| Exercise directions |
Take the lines below beginning at the line that has "[point] silver sandal" and stopping after the line that has "[point] woman in orange", and print them exactly as they are, with no other lines.

| Data supplied |
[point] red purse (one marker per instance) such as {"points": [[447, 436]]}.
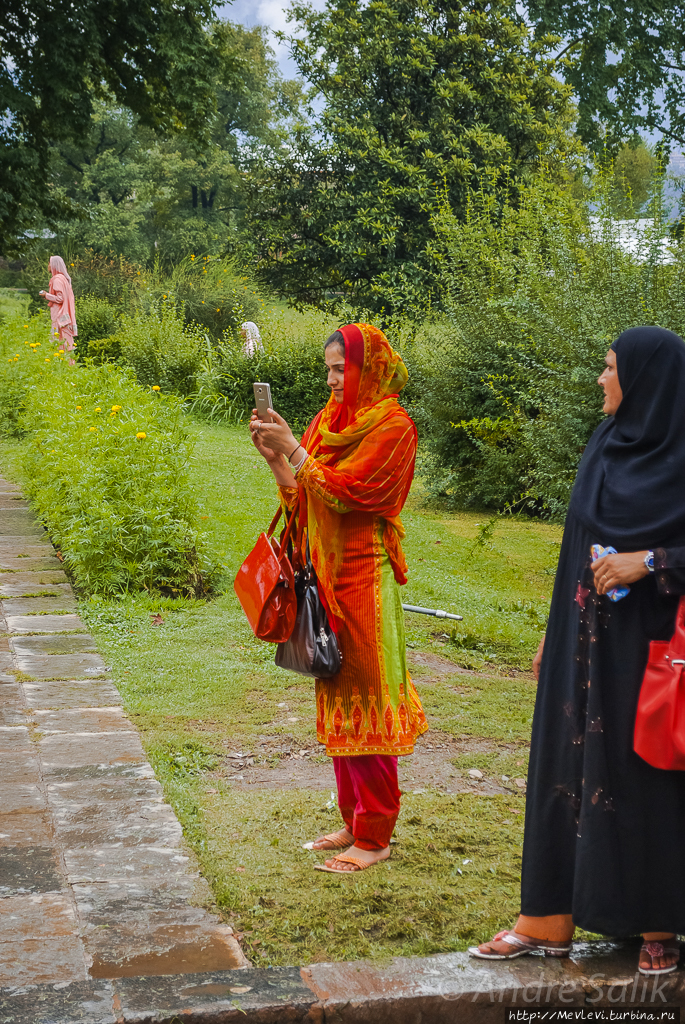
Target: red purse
{"points": [[265, 586], [659, 724]]}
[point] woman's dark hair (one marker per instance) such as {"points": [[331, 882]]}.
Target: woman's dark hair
{"points": [[335, 339]]}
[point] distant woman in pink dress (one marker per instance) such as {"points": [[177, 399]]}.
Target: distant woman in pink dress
{"points": [[60, 300]]}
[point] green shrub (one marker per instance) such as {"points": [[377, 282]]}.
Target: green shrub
{"points": [[292, 361], [504, 385], [105, 468], [212, 292], [96, 320], [161, 348]]}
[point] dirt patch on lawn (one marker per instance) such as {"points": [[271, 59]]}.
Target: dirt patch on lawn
{"points": [[276, 763], [427, 668]]}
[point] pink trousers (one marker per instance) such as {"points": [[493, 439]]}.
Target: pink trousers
{"points": [[369, 798]]}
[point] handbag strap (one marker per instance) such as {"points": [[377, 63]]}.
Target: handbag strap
{"points": [[283, 550]]}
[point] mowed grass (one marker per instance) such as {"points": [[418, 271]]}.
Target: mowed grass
{"points": [[200, 686]]}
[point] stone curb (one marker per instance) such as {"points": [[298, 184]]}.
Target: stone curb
{"points": [[437, 989]]}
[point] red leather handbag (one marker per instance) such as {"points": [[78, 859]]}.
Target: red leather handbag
{"points": [[659, 724], [265, 586]]}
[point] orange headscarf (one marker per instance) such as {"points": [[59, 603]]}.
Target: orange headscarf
{"points": [[61, 282], [362, 451]]}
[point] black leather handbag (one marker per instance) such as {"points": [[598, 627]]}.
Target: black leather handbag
{"points": [[312, 646]]}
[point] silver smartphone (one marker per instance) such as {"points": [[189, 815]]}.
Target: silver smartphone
{"points": [[263, 401]]}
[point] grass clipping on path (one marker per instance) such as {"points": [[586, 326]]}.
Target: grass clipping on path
{"points": [[105, 466]]}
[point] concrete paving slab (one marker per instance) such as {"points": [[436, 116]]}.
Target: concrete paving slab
{"points": [[39, 942], [106, 863], [22, 768], [100, 773], [25, 563], [29, 869], [103, 788], [38, 605], [125, 822], [250, 995], [20, 799], [15, 522], [71, 693], [82, 720], [60, 666], [14, 738], [66, 1003], [12, 709], [45, 624], [26, 829], [83, 822], [130, 927], [77, 644], [90, 749], [16, 585]]}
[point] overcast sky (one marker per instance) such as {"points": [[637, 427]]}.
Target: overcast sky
{"points": [[268, 12]]}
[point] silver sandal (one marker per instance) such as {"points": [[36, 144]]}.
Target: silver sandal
{"points": [[520, 945]]}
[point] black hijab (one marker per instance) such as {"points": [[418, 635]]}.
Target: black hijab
{"points": [[630, 488]]}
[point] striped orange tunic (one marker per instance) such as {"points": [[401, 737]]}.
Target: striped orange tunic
{"points": [[355, 484]]}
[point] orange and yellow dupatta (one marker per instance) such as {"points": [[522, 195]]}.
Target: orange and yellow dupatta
{"points": [[362, 455]]}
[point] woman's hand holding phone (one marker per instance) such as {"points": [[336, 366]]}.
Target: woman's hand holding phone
{"points": [[268, 454], [275, 437]]}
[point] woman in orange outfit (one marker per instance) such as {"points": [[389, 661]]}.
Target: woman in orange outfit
{"points": [[354, 468]]}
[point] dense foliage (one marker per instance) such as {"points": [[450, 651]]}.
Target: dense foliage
{"points": [[505, 385], [417, 97], [160, 196], [57, 58], [105, 467], [625, 60]]}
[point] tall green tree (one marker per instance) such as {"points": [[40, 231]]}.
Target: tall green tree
{"points": [[58, 57], [139, 194], [412, 99], [626, 61]]}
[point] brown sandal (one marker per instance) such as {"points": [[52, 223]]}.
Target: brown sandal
{"points": [[520, 945], [656, 950], [346, 858], [335, 841]]}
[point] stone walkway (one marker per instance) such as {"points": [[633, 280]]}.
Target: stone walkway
{"points": [[94, 880]]}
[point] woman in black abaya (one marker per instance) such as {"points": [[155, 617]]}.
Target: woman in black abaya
{"points": [[604, 844]]}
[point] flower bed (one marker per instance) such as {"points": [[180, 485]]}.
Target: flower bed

| Answer |
[point] silver sandal (one marker per instance) such as {"points": [[36, 144]]}.
Target: silver sandal
{"points": [[520, 945]]}
[point] black hijab (one marker per instance) such as {"points": [[418, 635]]}.
Target: black hijab
{"points": [[630, 488]]}
[point] striped orange tunic (one marker per instance) such as {"points": [[401, 737]]}.
Target: striped orange tunic
{"points": [[355, 484]]}
[point] orange and yellow dupatta (one marker per instance) such as {"points": [[522, 195]]}.
Target: orange and yellow dupatta
{"points": [[362, 455]]}
[point] woman's hand holding phone (one marker per instance) such as {"points": [[336, 366]]}.
Target: woman's hand holding phone
{"points": [[268, 454], [275, 437]]}
[point] woman in orange outfit (one marker per instance) such as {"points": [[389, 661]]}.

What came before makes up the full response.